* **TEXTE FOURNI**:
_ _ _

On avait préparé sa prison dans l'une des tours de ce chateau dit de Bouvreuil ou de Philippe-Auguste,
où se trouvait déjà le jeune roi d'Angleterre
Henri VI, le duc de Bedford, régent du royaume, Warwick et
tant d'autres importants personnages.
Cette imposante forteresse avait été bâtie
par Philippe-Auguste en 1205, sur le penchant de la colline de Bouvreuil,
lorsqu'il eut repris la Normandie sur Jean-Sans-Terre. Il voulait
assurer ainsi sa conquête et garantir à la fois contre
un retour possible des Anglais, et contre les habitants de Rouen,
habitués à la domination anglo-normande.
Par sa construction, le donjon rappelait la fameuse
tour du Louvre qui venait d'être achevée en 1204, lorsqu'on
commençait les fondations du chateau de Rouen.
Ce n'est pas dans cette citadelle que l'évêque
Cauchon et les Anglais aurait dû enfermer leur prisonnière,
Jeanne était poursuivie en matière de foi. Elle était
justiciable de l'archevêque de Rouen ou plutôt du Chapitre,
puisque le siège était vacant. On devait donc la mettre
immédiatement à la disposition de l'autorité
ecclésiastique et la déposer dans les prisons de l'officialité.
Les chanoines avaient laissé toute latitude à
cet égard à Pierre Cauchon et certains lors du procès
opinèrent en vain pour cette solution.

_ _ _

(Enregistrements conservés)
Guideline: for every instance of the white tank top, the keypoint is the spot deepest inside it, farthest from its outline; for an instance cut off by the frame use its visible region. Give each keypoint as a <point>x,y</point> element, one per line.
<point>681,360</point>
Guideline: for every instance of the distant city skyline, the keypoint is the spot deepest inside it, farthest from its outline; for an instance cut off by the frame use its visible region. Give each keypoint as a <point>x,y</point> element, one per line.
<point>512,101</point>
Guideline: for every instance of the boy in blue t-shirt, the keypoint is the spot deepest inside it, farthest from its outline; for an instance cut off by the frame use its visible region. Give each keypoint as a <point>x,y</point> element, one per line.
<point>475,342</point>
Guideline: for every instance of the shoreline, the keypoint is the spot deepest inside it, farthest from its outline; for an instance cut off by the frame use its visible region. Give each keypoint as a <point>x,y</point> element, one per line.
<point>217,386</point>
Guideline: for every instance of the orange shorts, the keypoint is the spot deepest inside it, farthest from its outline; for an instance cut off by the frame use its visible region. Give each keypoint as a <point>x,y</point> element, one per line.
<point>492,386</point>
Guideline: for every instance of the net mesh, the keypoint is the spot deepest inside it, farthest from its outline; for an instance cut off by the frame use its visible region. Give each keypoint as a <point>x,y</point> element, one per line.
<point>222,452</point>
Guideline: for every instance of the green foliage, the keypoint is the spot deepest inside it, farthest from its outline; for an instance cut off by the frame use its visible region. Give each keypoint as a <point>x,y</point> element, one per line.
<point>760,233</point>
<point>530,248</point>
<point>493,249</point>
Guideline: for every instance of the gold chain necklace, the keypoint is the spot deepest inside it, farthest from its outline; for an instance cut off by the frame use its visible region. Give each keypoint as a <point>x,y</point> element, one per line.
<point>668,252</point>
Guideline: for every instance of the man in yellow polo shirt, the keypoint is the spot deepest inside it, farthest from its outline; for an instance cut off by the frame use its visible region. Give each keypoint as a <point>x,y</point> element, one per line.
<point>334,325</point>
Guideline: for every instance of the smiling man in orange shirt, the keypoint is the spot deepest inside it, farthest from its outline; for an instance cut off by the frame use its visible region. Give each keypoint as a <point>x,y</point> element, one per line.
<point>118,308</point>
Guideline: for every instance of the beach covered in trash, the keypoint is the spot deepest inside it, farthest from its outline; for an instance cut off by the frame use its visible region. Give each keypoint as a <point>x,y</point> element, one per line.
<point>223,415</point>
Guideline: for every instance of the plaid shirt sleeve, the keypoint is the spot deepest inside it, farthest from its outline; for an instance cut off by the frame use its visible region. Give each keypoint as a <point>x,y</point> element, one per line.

_ _ _

* **LES CONSIGNES**:
1) Reproduisez le passage du texte fourni qui commence aux mots « On avait préparé » et s'arrête après les mots « la domination anglo-normande. ».
2) Répondez à ces questions d'après le texte fourni :
(a) En quelle année Philippe-Auguste a-t-il bâti la forteresse ?
(b) À quelle tour le donjon ressemblait-il par sa construction ?
(c) Pourquoi Jeanne relevait-elle du Chapitre plutôt que de l'archevêque de Rouen ?
3) Traduisez en anglais cette phrase du texte fourni : « Cette imposante forteresse avait été bâtie par Philippe-Auguste en 1205, sur le penchant de la colline de Bouvreuil, lorsqu'il eut repris la Normandie sur Jean-Sans-Terre. »
Les enregistrements ne sont pas nécessaires ici.

* **RÉPONSES PAR CONSIGNE**:
1)
On avait préparé sa prison dans l'une des tours de ce chateau dit de Bouvreuil ou de Philippe-Auguste,
où se trouvait déjà le jeune roi d'Angleterre
Henri VI, le duc de Bedford, régent du royaume, Warwick et
tant d'autres importants personnages.
Cette imposante forteresse avait été bâtie
par Philippe-Auguste en 1205, sur le penchant de la colline de Bouvreuil,
lorsqu'il eut repris la Normandie sur Jean-Sans-Terre. Il voulait
assurer ainsi sa conquête et garantir à la fois contre
un retour possible des Anglais, et contre les habitants de Rouen,
habitués à la domination anglo-normande.

2)
(a) En 1205.
(b) À la tour du Louvre.
(c) Parce que le siège était vacant.

3) This imposing fortress had been built by Philip Augustus in 1205, on the slope of the hill of Bouvreuil, when he had retaken Normandy from John Lackland.